> [EXCERPTED DATA]:

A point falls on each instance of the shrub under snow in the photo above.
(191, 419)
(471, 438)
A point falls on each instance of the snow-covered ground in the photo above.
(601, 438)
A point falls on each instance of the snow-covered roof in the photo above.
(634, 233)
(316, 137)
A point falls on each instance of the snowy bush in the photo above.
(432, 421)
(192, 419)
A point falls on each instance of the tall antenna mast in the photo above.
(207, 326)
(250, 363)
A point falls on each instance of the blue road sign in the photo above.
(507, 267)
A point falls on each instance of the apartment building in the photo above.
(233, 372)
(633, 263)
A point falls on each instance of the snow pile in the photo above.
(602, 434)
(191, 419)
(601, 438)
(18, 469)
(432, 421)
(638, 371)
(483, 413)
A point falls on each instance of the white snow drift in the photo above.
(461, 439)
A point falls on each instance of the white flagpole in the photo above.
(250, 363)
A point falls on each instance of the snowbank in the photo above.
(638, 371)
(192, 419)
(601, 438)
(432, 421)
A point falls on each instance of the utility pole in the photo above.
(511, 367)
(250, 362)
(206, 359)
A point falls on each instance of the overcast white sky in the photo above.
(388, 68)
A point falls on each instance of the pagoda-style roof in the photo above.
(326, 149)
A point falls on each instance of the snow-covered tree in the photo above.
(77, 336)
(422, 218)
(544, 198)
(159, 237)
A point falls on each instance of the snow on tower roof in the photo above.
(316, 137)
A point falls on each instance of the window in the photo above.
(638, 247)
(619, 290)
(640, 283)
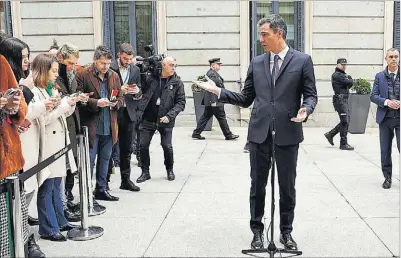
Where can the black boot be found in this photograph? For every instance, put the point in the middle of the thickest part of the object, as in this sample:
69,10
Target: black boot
346,147
32,221
144,176
33,249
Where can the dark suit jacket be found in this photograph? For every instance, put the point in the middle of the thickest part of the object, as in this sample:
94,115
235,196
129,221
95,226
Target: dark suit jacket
379,93
208,97
134,78
73,121
295,79
87,81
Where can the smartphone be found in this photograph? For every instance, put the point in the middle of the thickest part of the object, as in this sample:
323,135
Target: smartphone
114,94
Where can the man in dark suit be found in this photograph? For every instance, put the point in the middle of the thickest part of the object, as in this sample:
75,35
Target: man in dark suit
276,81
386,94
212,106
129,75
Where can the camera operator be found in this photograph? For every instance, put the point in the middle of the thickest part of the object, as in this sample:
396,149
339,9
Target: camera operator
163,99
341,83
130,77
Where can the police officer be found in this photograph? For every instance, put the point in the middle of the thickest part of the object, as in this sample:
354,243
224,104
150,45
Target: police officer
341,83
212,107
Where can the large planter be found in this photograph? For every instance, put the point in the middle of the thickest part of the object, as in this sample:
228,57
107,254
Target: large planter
359,106
199,108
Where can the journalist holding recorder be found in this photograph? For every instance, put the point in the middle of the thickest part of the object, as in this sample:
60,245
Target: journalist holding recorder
276,82
130,80
162,100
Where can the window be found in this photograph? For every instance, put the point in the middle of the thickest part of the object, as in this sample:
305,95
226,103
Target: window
129,21
292,13
396,36
5,18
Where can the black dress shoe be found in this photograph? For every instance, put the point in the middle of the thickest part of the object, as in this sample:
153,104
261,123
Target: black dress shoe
57,237
197,136
68,227
33,221
232,137
387,183
105,196
72,216
257,241
129,185
288,242
329,138
144,177
69,195
33,249
170,175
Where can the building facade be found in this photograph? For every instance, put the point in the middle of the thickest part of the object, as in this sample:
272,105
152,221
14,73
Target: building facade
195,31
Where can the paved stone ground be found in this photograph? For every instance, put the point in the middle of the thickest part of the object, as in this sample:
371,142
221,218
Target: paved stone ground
342,210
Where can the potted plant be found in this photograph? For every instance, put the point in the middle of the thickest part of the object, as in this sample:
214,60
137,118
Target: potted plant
198,94
359,106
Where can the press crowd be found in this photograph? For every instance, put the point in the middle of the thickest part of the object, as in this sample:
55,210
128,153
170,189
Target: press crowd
44,104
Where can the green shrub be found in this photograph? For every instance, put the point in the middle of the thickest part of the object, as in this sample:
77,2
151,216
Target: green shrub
361,86
196,88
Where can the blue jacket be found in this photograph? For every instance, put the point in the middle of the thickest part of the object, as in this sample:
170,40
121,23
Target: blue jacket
380,93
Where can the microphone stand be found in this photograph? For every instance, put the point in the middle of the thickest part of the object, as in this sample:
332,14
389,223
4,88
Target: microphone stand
272,248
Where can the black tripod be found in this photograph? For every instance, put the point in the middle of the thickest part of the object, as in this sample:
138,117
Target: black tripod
272,249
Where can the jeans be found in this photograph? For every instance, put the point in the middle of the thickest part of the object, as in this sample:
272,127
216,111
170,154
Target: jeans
102,147
50,207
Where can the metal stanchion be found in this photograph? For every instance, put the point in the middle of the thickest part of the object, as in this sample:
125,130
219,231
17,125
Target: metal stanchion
93,210
17,217
85,232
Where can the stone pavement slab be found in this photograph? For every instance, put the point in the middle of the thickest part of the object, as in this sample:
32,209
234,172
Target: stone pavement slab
342,210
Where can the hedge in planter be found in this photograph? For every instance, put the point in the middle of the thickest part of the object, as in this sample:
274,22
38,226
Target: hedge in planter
359,106
198,94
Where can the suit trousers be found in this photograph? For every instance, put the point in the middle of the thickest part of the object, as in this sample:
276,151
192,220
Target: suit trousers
147,130
387,129
220,115
286,163
126,133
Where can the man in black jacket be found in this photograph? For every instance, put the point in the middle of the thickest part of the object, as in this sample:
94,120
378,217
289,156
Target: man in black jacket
341,83
130,79
162,100
212,106
281,84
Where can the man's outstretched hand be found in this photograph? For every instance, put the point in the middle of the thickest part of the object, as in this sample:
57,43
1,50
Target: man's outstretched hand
209,86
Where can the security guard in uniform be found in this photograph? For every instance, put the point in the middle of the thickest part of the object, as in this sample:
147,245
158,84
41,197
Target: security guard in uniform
341,83
212,106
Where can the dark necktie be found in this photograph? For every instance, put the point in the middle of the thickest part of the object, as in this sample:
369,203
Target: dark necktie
275,69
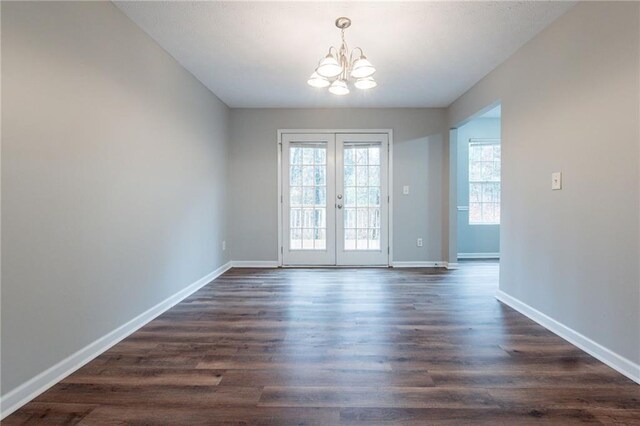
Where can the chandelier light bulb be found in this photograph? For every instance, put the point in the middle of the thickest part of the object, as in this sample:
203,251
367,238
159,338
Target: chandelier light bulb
339,87
362,68
365,83
317,80
329,67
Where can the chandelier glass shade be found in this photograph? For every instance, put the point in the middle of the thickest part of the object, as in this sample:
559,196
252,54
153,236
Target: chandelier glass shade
340,66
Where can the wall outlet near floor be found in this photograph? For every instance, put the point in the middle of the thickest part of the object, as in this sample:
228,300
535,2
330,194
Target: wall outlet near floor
556,180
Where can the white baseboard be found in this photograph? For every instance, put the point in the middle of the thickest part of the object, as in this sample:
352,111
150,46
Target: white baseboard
254,264
478,255
612,359
43,381
438,264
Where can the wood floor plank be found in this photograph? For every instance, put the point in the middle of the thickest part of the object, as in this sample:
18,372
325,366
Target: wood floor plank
42,413
289,396
264,416
464,416
347,346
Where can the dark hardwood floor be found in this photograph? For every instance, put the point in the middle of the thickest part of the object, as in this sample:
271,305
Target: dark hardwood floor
341,346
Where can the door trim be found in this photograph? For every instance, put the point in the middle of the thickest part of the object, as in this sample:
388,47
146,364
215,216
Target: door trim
280,132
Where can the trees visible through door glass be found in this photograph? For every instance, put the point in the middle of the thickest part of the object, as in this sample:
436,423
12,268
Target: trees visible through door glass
307,196
361,196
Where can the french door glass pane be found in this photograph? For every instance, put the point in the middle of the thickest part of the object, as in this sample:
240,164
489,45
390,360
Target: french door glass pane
307,196
362,189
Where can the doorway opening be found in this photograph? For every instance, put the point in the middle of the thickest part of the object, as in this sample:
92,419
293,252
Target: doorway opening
479,154
334,198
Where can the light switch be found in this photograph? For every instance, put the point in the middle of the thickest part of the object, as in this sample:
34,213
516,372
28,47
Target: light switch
556,180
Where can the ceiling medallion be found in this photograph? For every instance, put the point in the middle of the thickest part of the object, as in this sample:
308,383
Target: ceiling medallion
340,66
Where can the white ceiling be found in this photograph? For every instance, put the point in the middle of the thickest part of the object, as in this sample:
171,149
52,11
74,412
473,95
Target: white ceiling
493,113
260,54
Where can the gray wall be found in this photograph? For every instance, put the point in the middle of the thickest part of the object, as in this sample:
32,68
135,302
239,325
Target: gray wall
570,103
418,157
113,179
474,238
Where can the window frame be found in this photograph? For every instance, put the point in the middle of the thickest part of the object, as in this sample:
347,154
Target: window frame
483,142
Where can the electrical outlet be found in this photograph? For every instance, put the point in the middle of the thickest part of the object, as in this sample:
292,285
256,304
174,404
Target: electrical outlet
556,180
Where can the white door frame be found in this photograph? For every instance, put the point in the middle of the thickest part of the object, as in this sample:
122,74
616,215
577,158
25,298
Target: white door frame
280,132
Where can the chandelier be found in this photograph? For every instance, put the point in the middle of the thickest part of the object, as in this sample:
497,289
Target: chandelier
340,66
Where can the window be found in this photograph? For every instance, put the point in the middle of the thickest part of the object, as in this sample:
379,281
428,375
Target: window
484,182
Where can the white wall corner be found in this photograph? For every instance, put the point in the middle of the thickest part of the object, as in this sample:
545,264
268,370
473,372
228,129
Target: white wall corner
607,356
24,393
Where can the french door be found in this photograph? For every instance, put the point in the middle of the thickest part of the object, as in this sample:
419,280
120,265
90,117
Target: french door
335,199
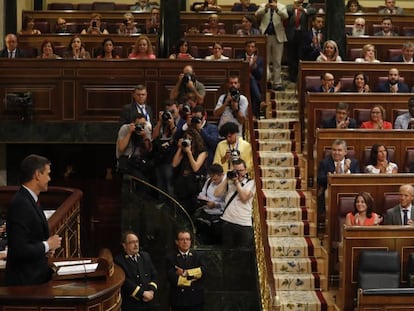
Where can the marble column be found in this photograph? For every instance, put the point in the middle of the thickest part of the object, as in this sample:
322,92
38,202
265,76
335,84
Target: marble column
335,23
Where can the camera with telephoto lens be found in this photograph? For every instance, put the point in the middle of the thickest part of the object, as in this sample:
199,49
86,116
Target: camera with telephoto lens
195,120
232,174
234,155
166,115
235,94
139,128
186,143
187,78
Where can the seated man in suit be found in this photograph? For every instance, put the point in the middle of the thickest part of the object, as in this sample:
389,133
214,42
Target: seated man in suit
341,120
406,55
391,9
404,121
403,213
393,84
11,49
328,84
386,26
335,163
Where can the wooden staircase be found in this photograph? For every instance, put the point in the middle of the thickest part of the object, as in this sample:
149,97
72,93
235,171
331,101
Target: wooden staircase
300,262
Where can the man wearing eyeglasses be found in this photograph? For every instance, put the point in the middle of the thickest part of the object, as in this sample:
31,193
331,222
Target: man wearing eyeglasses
239,189
185,273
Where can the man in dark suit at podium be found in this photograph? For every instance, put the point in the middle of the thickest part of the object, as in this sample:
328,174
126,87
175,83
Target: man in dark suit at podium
141,277
29,243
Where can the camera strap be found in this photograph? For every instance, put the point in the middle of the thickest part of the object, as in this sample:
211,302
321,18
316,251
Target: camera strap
234,195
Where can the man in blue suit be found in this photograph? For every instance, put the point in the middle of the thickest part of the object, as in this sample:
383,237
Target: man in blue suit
335,163
29,241
393,84
403,213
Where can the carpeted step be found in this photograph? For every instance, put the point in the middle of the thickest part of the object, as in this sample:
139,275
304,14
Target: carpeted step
289,213
281,183
304,301
295,247
292,228
286,199
279,172
298,265
300,281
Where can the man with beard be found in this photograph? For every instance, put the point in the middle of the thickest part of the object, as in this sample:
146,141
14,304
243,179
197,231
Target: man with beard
393,84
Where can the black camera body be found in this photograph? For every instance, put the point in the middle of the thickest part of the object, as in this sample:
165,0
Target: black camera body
187,78
166,116
235,94
139,128
186,143
232,174
21,101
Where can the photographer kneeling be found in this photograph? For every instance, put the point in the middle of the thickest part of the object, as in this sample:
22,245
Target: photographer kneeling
237,224
188,163
133,149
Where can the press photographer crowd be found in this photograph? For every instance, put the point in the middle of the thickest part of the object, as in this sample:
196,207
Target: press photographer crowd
204,166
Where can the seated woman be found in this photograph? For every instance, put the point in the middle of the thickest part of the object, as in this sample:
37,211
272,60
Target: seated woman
95,26
363,214
208,5
353,6
378,161
360,83
107,50
188,163
182,50
128,25
28,27
248,27
377,122
48,50
368,55
217,52
213,27
329,52
142,49
76,49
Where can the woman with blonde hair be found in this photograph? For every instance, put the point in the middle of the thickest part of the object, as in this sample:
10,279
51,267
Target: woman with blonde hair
142,49
368,54
329,53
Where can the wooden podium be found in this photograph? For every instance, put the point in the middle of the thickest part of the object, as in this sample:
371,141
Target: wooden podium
87,294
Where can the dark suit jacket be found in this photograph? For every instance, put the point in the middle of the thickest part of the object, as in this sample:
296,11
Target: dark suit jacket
393,216
27,228
331,123
145,279
185,296
129,112
290,24
19,53
385,88
327,165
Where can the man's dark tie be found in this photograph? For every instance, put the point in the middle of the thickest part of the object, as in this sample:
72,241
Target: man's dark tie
405,217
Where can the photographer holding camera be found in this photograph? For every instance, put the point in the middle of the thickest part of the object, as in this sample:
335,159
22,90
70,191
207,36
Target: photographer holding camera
232,106
164,145
232,148
187,83
188,163
133,148
239,189
208,131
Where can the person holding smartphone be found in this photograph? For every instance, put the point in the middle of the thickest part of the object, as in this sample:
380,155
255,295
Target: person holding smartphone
95,26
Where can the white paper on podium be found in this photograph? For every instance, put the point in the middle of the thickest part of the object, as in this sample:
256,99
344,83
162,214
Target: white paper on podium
77,269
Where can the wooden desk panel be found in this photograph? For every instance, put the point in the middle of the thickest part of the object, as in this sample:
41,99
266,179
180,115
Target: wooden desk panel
376,185
355,239
316,103
95,90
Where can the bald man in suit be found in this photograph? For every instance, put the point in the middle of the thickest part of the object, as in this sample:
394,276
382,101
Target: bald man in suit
403,213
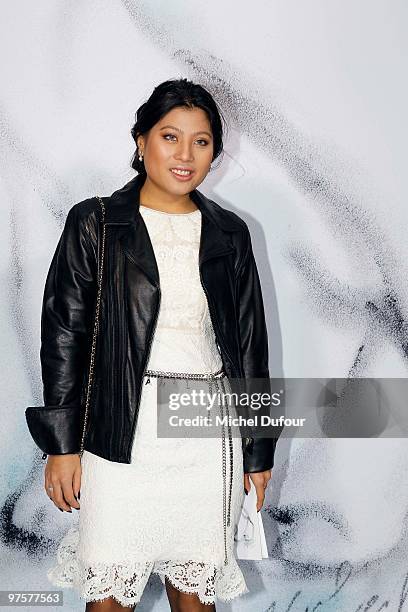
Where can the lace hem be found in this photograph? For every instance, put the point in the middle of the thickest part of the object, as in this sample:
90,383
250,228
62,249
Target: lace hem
126,582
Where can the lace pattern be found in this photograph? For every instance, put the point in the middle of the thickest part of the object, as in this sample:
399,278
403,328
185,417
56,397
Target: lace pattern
126,581
125,532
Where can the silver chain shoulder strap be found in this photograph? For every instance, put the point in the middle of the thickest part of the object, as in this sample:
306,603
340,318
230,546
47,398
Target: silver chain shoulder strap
96,327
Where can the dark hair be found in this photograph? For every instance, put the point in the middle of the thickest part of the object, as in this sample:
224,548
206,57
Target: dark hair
171,94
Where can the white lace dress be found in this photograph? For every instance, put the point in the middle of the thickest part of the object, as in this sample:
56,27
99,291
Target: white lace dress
163,512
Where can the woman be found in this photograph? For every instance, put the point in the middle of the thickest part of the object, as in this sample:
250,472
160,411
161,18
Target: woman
180,298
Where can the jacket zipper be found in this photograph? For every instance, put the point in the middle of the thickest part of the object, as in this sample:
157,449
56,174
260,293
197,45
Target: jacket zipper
149,348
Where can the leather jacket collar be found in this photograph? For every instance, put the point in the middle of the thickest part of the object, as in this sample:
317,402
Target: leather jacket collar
135,239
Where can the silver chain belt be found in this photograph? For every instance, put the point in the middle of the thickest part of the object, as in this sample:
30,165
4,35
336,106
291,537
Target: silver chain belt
217,379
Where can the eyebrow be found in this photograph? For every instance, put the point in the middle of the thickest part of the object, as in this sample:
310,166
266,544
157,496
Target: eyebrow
178,130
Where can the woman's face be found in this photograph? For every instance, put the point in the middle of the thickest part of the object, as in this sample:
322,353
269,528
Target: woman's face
182,138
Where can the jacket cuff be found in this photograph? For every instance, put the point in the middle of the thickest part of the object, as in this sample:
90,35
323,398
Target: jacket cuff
259,455
55,429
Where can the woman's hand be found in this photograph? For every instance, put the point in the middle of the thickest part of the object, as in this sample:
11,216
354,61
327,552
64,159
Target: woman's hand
63,474
260,480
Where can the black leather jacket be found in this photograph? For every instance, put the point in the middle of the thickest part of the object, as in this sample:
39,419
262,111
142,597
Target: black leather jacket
129,307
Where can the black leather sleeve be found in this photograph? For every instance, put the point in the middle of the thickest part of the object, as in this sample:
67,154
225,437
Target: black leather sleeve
259,453
66,320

> [WHAT IS ASKED]: From the line holding "Where can the woman's face" to the last line of the records, quote each line exactly and add nothing.

> [WRITTEN RESPONSE]:
Where can the woman's face be found in this photograph? For every instance, put the point in the middle of the thickest part of the object, as in this sample:
322,353
269,528
Target: woman's face
182,138
Where can the jacket cuff be found in this photograph? For every instance, put the point in the middle of the thickest part of the object, as in this sample:
90,35
323,398
Target: jacket cuff
259,455
55,429
Where can the woman's hand be found in this photograph? For every instance, put the point in the middle of the thickest part of the object, as in this sample:
11,216
354,61
327,552
64,159
Target: woman's hand
63,474
260,480
Where can the black leather jacket be found in this photograph? For every instance, put the point in the middle of the thickest part of the object, as in this sample:
39,419
262,111
142,597
Target: black leather jacket
129,307
Where can the black leather sleeve be found in this photograph? For every instance, put the point in the middle of the thickest part of the object, as in this sample:
67,154
225,437
Target: black leather sleeve
259,453
66,320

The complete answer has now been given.